Given the material below, output exactly the lines from the line with "[tag] door frame (a point for each instance)" to the line with "[tag] vertical metal", both ends included, and no other lines.
+++
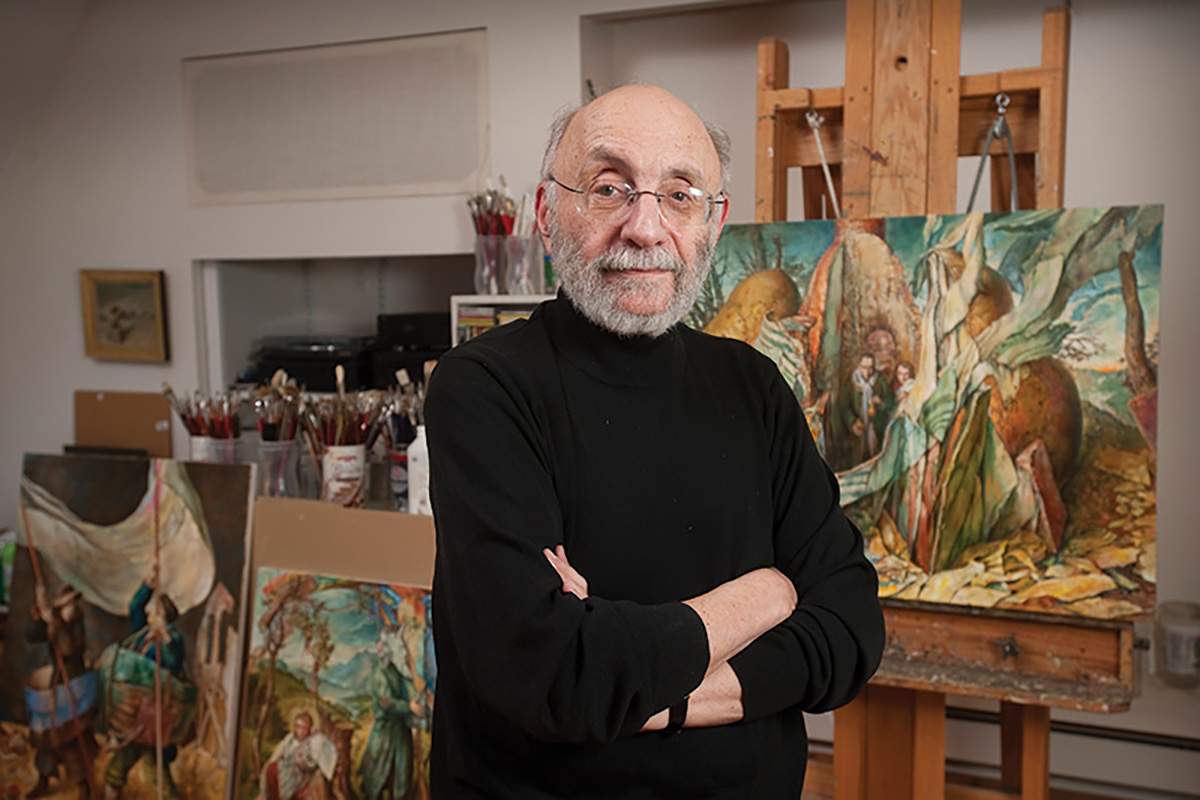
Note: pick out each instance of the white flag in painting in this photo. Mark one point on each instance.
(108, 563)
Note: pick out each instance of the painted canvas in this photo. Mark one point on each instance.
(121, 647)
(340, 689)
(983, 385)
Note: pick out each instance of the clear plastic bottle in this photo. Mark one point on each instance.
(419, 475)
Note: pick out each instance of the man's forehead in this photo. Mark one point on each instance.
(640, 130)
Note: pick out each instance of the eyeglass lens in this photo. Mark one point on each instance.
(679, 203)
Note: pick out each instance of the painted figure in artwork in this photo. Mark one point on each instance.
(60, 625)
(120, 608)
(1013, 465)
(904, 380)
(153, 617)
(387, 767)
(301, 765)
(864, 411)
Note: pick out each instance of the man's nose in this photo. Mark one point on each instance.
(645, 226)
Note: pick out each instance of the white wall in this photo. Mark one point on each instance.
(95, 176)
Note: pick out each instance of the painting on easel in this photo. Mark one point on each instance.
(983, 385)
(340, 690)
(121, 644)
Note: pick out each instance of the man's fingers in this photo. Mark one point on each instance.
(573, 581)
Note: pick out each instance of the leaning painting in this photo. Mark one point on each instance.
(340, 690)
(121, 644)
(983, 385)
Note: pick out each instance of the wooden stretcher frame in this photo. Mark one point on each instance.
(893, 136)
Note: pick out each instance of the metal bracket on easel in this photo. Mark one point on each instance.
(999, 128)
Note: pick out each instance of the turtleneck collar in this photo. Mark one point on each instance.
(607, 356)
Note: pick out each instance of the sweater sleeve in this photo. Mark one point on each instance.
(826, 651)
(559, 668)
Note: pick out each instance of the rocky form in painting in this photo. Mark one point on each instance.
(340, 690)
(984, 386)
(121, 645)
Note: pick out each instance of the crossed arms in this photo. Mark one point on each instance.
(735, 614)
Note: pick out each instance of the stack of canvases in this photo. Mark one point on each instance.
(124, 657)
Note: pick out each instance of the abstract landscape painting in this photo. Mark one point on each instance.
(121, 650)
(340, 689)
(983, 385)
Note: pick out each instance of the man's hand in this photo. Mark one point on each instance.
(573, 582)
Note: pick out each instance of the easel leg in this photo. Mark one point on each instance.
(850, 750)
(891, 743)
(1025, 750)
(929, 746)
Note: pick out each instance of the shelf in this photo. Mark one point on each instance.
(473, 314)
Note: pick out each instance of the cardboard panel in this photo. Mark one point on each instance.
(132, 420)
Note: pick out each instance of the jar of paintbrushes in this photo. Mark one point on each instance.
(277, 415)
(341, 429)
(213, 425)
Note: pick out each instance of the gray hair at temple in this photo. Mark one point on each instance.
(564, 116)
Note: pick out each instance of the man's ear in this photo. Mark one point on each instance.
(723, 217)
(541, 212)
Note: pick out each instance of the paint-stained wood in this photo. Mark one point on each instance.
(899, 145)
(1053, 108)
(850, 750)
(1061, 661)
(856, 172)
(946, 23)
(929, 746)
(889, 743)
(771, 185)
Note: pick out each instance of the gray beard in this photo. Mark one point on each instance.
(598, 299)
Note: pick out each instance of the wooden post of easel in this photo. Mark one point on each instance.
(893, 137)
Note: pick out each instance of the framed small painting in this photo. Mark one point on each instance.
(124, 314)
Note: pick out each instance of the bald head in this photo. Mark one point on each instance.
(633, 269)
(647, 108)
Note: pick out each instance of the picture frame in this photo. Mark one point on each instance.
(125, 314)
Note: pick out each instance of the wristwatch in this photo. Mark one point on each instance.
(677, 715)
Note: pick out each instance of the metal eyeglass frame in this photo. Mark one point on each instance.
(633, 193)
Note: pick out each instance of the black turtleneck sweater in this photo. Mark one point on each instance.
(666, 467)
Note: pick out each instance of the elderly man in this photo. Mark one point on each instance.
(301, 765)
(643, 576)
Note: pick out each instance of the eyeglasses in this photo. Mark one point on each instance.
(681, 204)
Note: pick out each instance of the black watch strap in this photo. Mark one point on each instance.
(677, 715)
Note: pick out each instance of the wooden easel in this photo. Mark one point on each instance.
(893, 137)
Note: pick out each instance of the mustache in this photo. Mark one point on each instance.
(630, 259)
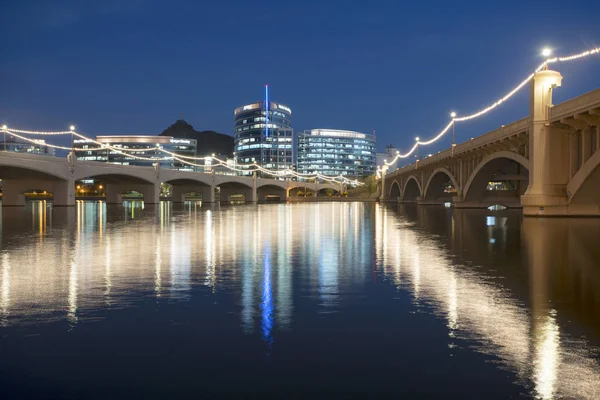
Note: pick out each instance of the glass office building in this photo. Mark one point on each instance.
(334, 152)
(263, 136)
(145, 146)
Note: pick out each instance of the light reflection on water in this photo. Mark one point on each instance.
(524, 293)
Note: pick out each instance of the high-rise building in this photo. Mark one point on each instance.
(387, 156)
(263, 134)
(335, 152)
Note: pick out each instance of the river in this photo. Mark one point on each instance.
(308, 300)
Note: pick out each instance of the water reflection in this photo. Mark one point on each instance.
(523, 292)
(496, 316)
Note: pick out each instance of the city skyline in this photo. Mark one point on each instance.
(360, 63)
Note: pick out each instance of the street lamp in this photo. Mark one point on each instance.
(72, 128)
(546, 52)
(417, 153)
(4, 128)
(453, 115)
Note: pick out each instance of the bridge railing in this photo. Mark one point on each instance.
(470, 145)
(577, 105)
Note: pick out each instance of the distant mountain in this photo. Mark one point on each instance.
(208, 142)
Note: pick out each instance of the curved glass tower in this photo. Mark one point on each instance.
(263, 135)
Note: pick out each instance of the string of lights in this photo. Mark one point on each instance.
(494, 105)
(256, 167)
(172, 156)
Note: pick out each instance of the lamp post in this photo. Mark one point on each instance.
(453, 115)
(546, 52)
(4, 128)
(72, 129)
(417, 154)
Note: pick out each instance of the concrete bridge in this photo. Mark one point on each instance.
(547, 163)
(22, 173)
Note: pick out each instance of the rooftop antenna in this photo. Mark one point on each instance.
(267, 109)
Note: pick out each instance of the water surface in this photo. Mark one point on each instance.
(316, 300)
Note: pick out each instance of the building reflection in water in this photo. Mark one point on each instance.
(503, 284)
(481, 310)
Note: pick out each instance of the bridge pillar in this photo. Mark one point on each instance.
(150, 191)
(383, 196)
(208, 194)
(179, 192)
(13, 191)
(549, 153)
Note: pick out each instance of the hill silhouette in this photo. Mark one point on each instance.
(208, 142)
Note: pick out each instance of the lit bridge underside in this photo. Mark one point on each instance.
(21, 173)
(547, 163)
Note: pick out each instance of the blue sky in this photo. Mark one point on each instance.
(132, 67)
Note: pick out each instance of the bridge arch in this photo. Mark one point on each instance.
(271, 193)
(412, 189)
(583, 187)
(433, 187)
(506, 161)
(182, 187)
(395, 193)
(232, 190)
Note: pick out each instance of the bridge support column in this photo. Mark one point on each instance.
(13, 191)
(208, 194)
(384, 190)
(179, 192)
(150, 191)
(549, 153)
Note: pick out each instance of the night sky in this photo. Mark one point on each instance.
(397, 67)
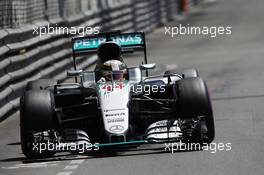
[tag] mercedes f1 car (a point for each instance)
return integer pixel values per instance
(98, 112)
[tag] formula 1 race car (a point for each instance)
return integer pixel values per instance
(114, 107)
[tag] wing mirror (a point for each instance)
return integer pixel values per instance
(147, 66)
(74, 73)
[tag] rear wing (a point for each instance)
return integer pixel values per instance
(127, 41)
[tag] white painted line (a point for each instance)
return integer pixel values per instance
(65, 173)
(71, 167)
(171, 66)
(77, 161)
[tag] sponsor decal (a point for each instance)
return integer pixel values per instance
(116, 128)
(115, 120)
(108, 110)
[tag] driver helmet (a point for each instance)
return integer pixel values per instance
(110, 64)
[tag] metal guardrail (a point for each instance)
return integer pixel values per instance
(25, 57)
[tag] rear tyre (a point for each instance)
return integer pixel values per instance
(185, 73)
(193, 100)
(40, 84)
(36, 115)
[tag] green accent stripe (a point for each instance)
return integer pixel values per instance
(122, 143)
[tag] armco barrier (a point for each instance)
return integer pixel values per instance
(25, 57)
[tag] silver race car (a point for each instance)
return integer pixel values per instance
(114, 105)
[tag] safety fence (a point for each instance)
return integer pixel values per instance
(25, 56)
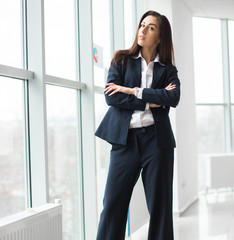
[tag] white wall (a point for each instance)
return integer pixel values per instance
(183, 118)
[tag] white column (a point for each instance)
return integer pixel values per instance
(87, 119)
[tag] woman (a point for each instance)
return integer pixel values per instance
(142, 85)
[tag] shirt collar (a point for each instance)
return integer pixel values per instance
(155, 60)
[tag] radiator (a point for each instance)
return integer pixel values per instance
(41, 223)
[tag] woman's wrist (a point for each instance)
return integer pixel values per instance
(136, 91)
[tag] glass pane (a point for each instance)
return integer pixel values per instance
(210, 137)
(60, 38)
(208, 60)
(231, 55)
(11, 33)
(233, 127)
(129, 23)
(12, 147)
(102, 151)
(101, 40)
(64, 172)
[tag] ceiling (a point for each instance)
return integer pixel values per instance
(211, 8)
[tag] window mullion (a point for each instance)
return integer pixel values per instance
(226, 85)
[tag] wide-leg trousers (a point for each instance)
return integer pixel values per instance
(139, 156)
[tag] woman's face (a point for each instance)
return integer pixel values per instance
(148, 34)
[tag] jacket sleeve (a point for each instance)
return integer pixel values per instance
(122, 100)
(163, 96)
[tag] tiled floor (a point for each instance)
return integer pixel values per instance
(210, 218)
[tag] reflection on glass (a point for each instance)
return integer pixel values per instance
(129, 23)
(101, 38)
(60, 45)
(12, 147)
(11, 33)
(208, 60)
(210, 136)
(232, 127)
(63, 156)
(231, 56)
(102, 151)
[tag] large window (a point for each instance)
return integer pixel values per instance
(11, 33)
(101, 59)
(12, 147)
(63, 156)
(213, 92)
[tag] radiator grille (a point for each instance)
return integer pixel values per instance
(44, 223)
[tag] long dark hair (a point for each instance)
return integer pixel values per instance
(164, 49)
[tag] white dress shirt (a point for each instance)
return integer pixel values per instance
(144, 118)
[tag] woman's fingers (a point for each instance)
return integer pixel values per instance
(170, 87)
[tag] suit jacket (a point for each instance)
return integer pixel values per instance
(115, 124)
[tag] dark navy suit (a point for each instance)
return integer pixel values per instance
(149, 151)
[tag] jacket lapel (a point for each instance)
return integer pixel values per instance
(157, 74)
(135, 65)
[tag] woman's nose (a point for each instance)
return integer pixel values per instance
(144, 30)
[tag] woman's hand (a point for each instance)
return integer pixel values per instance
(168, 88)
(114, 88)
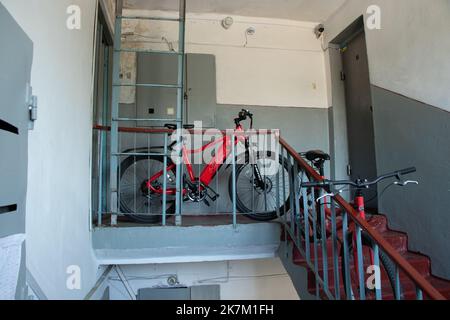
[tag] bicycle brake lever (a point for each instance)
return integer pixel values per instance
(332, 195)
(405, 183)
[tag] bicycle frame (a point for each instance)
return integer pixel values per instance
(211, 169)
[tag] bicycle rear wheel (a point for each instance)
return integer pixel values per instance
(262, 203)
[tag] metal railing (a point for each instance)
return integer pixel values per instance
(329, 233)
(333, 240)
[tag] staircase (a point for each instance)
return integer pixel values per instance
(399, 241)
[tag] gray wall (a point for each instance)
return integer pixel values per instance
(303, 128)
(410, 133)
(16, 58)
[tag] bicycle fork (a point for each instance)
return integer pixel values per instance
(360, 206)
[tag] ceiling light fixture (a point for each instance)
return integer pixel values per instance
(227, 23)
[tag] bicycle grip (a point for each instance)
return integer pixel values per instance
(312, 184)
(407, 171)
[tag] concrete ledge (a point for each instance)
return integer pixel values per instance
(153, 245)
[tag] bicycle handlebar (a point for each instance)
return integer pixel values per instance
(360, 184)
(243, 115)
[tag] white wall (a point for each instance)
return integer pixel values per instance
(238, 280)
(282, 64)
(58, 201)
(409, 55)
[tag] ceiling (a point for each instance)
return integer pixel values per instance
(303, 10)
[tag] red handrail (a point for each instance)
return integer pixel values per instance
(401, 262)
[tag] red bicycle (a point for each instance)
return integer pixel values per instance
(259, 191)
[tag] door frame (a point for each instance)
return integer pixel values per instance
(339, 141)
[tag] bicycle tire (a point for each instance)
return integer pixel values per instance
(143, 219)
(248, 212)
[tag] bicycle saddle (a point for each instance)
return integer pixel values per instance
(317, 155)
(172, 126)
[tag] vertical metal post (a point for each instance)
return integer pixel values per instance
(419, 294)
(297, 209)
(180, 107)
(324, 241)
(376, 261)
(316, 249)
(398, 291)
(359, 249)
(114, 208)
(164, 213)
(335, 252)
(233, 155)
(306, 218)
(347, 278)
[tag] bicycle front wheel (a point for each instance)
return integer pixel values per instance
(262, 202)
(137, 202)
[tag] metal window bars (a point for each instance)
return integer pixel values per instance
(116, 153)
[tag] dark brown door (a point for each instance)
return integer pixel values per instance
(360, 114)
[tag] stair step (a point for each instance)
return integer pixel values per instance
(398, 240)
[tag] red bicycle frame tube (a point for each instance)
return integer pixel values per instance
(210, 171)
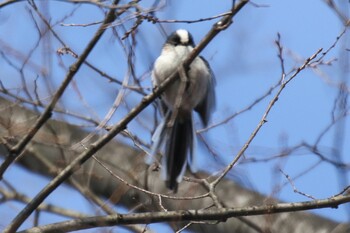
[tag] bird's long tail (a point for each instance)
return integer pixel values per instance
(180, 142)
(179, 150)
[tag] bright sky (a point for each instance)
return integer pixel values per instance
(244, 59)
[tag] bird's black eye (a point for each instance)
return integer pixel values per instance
+++
**Reply:**
[tag] door frame (a point for each instance)
return integer pixel values per instance
(339, 141)
[tag] bicycle tire (a point for each instance)
return integer pixel values per instance
(143, 219)
(248, 212)
[tag] bicycle saddle (a point for each instance)
return integer pixel values per instance
(317, 155)
(172, 126)
[tag] vertical metal post (a point for each instance)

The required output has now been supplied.